What you should do — Reproduce the lines below word for word, without the pictures.

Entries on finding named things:
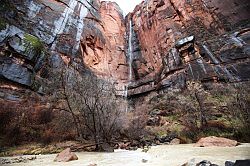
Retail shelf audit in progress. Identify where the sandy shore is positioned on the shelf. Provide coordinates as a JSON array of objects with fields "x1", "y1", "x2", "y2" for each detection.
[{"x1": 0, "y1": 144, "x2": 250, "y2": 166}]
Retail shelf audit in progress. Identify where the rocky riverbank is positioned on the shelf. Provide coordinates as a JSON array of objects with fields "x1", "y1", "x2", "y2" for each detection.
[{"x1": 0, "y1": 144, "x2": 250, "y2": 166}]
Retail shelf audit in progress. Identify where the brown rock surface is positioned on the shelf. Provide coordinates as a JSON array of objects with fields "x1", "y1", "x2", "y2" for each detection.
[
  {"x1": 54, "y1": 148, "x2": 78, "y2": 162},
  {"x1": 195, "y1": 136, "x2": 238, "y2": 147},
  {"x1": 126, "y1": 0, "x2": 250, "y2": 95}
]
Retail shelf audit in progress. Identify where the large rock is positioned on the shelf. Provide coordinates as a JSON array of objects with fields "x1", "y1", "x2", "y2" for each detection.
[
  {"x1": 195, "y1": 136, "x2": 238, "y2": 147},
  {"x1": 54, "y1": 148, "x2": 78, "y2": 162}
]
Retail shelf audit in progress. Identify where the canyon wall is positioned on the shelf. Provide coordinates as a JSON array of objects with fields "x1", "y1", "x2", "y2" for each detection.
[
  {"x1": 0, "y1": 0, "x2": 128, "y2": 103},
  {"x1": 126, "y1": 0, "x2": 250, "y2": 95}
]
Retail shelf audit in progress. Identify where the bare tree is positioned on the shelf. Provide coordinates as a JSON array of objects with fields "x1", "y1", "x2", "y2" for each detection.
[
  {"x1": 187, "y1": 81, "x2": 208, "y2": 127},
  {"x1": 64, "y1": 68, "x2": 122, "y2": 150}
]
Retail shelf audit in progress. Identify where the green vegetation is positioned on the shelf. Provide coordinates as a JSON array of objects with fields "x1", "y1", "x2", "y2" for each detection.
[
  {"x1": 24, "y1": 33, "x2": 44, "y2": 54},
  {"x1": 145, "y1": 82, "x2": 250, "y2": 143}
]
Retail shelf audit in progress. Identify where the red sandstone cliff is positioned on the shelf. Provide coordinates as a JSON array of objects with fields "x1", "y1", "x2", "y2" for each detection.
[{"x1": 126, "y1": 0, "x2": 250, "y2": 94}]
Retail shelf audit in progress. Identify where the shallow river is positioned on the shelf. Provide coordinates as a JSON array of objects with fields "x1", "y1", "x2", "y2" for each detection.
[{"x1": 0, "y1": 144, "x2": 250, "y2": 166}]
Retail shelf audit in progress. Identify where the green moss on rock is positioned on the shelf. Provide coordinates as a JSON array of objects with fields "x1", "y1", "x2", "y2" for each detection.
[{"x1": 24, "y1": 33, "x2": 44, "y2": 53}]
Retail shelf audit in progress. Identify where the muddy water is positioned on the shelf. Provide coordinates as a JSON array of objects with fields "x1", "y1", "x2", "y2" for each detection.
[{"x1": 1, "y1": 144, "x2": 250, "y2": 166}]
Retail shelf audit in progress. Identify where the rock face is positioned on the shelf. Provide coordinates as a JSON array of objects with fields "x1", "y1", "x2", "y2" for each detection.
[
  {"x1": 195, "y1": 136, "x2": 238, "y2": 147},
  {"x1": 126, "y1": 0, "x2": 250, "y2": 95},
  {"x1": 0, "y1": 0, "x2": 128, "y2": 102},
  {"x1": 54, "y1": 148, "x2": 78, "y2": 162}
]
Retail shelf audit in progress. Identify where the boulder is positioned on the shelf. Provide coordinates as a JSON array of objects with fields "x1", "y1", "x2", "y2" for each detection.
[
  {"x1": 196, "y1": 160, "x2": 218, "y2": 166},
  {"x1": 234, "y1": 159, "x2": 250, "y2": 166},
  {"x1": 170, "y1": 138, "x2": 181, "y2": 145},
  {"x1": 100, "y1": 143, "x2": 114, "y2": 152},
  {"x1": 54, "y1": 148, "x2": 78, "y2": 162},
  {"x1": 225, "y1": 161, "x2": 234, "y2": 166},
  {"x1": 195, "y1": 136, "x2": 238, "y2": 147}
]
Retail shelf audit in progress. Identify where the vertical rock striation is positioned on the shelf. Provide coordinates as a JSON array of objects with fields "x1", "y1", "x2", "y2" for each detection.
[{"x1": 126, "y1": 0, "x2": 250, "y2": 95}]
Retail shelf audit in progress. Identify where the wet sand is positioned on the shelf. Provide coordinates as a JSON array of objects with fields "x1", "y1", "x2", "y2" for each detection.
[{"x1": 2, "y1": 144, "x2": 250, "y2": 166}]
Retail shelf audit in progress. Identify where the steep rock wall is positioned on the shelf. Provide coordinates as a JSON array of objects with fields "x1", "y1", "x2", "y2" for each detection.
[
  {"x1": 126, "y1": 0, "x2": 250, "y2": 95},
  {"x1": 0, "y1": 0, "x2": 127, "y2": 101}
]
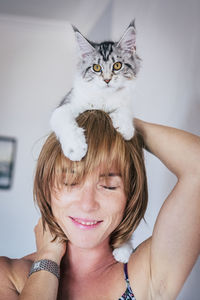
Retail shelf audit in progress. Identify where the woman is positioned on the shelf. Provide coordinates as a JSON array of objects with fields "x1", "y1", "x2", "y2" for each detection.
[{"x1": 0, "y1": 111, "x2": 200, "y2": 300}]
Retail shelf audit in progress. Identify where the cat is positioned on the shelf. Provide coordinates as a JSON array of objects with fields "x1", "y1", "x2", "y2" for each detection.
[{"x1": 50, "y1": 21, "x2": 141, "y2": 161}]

Reply to the exercise —
Retail shelf audit in progress. Identify where the sandy shore is positioned on the shelf. Provide coordinates as a JSON array of objects with fields "x1", "y1", "x2", "y2" for each detection.
[{"x1": 0, "y1": 144, "x2": 250, "y2": 166}]
Retail shelf audit in progress. Identify where the rocky riverbank is positioned on the shelf. Provide coordinates as a JSON array of objects with fields "x1", "y1", "x2", "y2" for each detection.
[{"x1": 0, "y1": 144, "x2": 250, "y2": 166}]
Retail shelf audit in progress. Identify where the brown rock surface is positioned on the shelf. Provide coordinates as a JSON array of objects with fields "x1", "y1", "x2", "y2" for each detection.
[
  {"x1": 54, "y1": 148, "x2": 78, "y2": 162},
  {"x1": 195, "y1": 136, "x2": 238, "y2": 147},
  {"x1": 126, "y1": 0, "x2": 250, "y2": 95}
]
Retail shelf audit in progress. Identify where the large rock is positioned on the shelf. Provide coordinates as a JSON array of objects with fields "x1", "y1", "x2", "y2" for each detection.
[
  {"x1": 195, "y1": 136, "x2": 238, "y2": 147},
  {"x1": 54, "y1": 148, "x2": 78, "y2": 162}
]
Retail shelf audit in progress. Identify where the canyon wall is positioned on the shelf. Provide coordinates as a JSON array of objects with fields "x1", "y1", "x2", "y2" for each detection.
[
  {"x1": 0, "y1": 0, "x2": 128, "y2": 103},
  {"x1": 126, "y1": 0, "x2": 250, "y2": 95}
]
Retail shelf audit in progress. Identify where the bare tree is positioned on the shelf. Provide coordinates as a JSON array of objects with fields "x1", "y1", "x2", "y2" for each detection.
[
  {"x1": 187, "y1": 81, "x2": 208, "y2": 127},
  {"x1": 64, "y1": 68, "x2": 122, "y2": 150}
]
Retail shelf audit in progress. Identify where the green vegetation is positioned on the shelf. Provide coordinates as a JSON array of objects with fields "x1", "y1", "x2", "y2" for each detection.
[
  {"x1": 24, "y1": 33, "x2": 44, "y2": 54},
  {"x1": 145, "y1": 82, "x2": 250, "y2": 143}
]
Retail shelf audit in progress. Identify where the red sandstone cliff is positioned on the shelf. Provide coordinates as a JSON array of objects with fields "x1", "y1", "x2", "y2" for each detection.
[{"x1": 126, "y1": 0, "x2": 250, "y2": 94}]
Retail shelf audit in progress. Identify where the shallow river is positioned on the shelf. Provide coordinates as a JSON array of objects with fields "x1", "y1", "x2", "y2" for each detection.
[{"x1": 0, "y1": 144, "x2": 250, "y2": 166}]
Retail shelf audit in progress. Identify where the green moss on rock is positioned on the shelf. Provide coordinates as a JSON array of objects with fields "x1", "y1", "x2", "y2" for each detection.
[{"x1": 24, "y1": 33, "x2": 44, "y2": 53}]
Retail shelf audit in progress. Identify where the muddy water is positioned on the shelf. Provide coordinates as a JSON array of objects with fields "x1", "y1", "x2", "y2" for each detection.
[{"x1": 1, "y1": 144, "x2": 250, "y2": 166}]
Retail shelf audit in progress. Identify where the rock face is positioned on the shelf. Provide coordinates as a JSON array of objects with fields "x1", "y1", "x2", "y2" for each detection.
[
  {"x1": 195, "y1": 136, "x2": 238, "y2": 147},
  {"x1": 126, "y1": 0, "x2": 250, "y2": 95},
  {"x1": 0, "y1": 0, "x2": 128, "y2": 102},
  {"x1": 54, "y1": 148, "x2": 78, "y2": 162}
]
Retail shelf audit in progress. Identify where the boulder is positioned on the shelf. Provide coordinates as a JSON array of objects with fields "x1", "y1", "x2", "y2" for each detection.
[
  {"x1": 196, "y1": 160, "x2": 218, "y2": 166},
  {"x1": 234, "y1": 159, "x2": 250, "y2": 166},
  {"x1": 170, "y1": 138, "x2": 181, "y2": 145},
  {"x1": 100, "y1": 143, "x2": 114, "y2": 152},
  {"x1": 54, "y1": 148, "x2": 78, "y2": 162},
  {"x1": 225, "y1": 161, "x2": 234, "y2": 166},
  {"x1": 195, "y1": 136, "x2": 238, "y2": 147}
]
Retail shelf audit in progress. Identify where the vertical rock striation is positioned on the shelf. Provide coordinates as a JSON array of objects with fields "x1", "y1", "x2", "y2" for each detection.
[{"x1": 126, "y1": 0, "x2": 250, "y2": 95}]
Retail shelf audit in progress. Identify where the wet sand is positioned on the shelf. Provide coordinates as a JSON array of objects with fields "x1", "y1", "x2", "y2" for each detection.
[{"x1": 2, "y1": 144, "x2": 250, "y2": 166}]
Retail shelf audit in progress. Identify where the steep rock wall is positioned on the shelf. Provide coordinates as a JSON array of objects with fields "x1", "y1", "x2", "y2" for each detection.
[
  {"x1": 126, "y1": 0, "x2": 250, "y2": 95},
  {"x1": 0, "y1": 0, "x2": 127, "y2": 101}
]
Retail shelf audit in progress. Identify where the woman is positioned on the shelf. Provide coordinates as a JSON array of objects with fields "x1", "y1", "x2", "y2" for each detection.
[{"x1": 0, "y1": 111, "x2": 200, "y2": 300}]
Retail shelf audit in progress. Identify where the cat is positioned on the shelf. Provide coordinates as a JSON array of objects with fields "x1", "y1", "x2", "y2" for each detection.
[{"x1": 50, "y1": 21, "x2": 141, "y2": 161}]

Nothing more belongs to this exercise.